> **TEXT EXCERPT**
==============================

Four For Friday | Nov 28, 2025
LF198 | Innovation is chaos avoidance, menstrual biomarkers, AI can do a tenth of US jobs, four digital health scenarios + Stephen Fry short video
Welcome to this week’s Four For Friday - nuggets of interesting things I’ve picked up this week, plus a cultural amuse bouche for the weekend.
1. Innovation as ongoing process, not shiny things
Have we got innovation all wrong? Perhaps it’s not about isolated genius and flashy product reveals (Steve Jobs in his black turtleneck), but a process for ordering chaos.
For decades, we’ve been trapped in “creative destruction”: innovation breaks things, government cleans up. But what if innovation was about creating coherence; about organizing chaos into new forms of coordination…
Innovation is a multi-player game. The key question isn’t what’s new and shiny, but who makes the rules. Today, tech companies become standards and set those rules. What if we all did?
Schools could shape AI in education, not just accept it. Hospitals could co-design AI systems. Cities could co-create mobility with public values built in.
When governments, schools, and civil society play rather than referee, they shape technologies instead of absorbing consequences. The game is only rewarding when everyone plays. Otherwise, it’s domination.
So what? If governments, foundations and corporates viewed innovation as a process where peers collaborate to overcome chaos, we’d go a long way towards addressing the increasing dangers of AI.

==============================

> **MATERIAL PROVIDED**
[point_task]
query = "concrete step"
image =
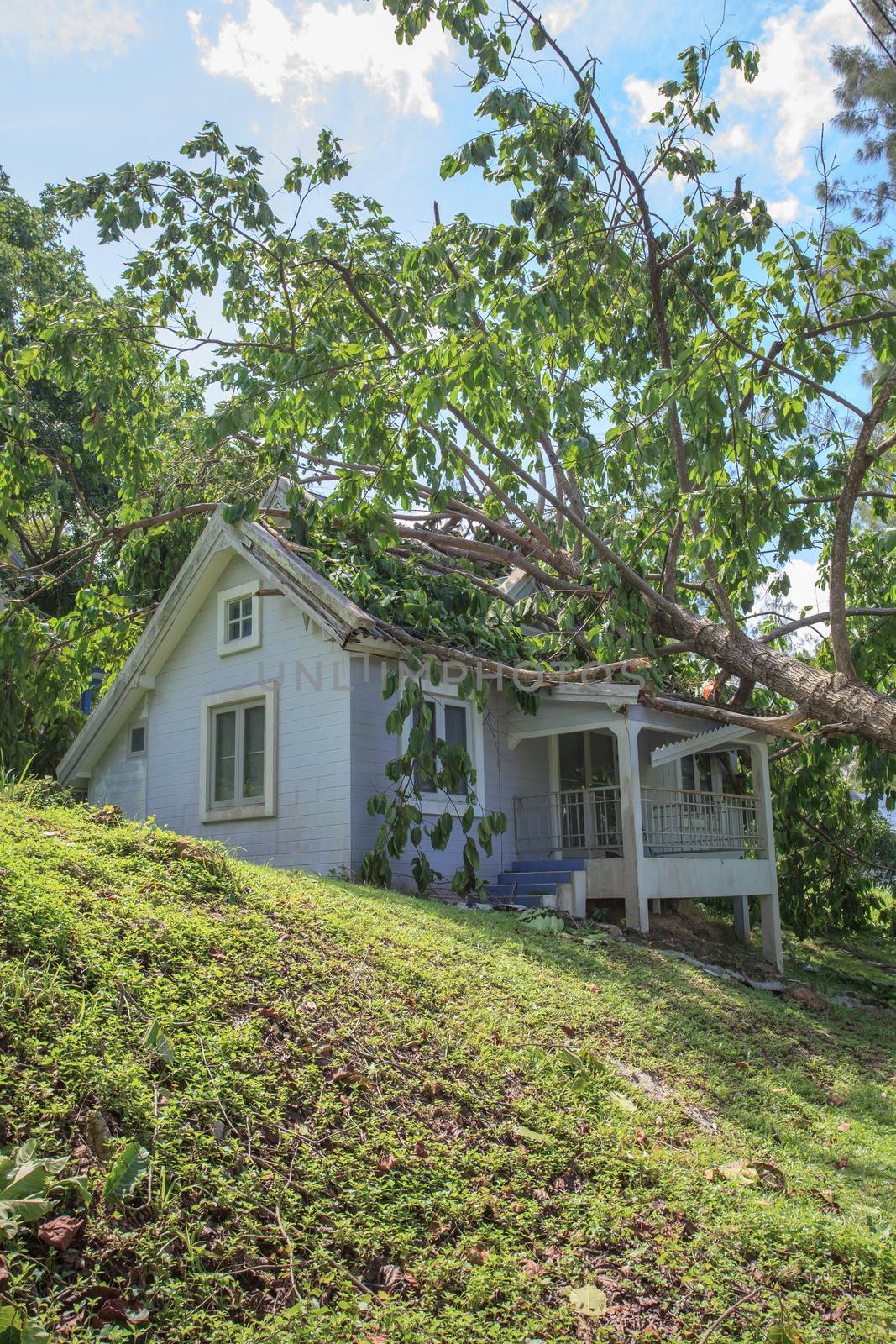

==============================

Copy the passage from the Four For Friday newsletter, from "So what? If" up to and including "dangers of AI.", word for word.

So what? If governments, foundations and corporates viewed innovation as a process where peers collaborate to overcome chaos, we’d go a long way towards addressing the increasing dangers of AI.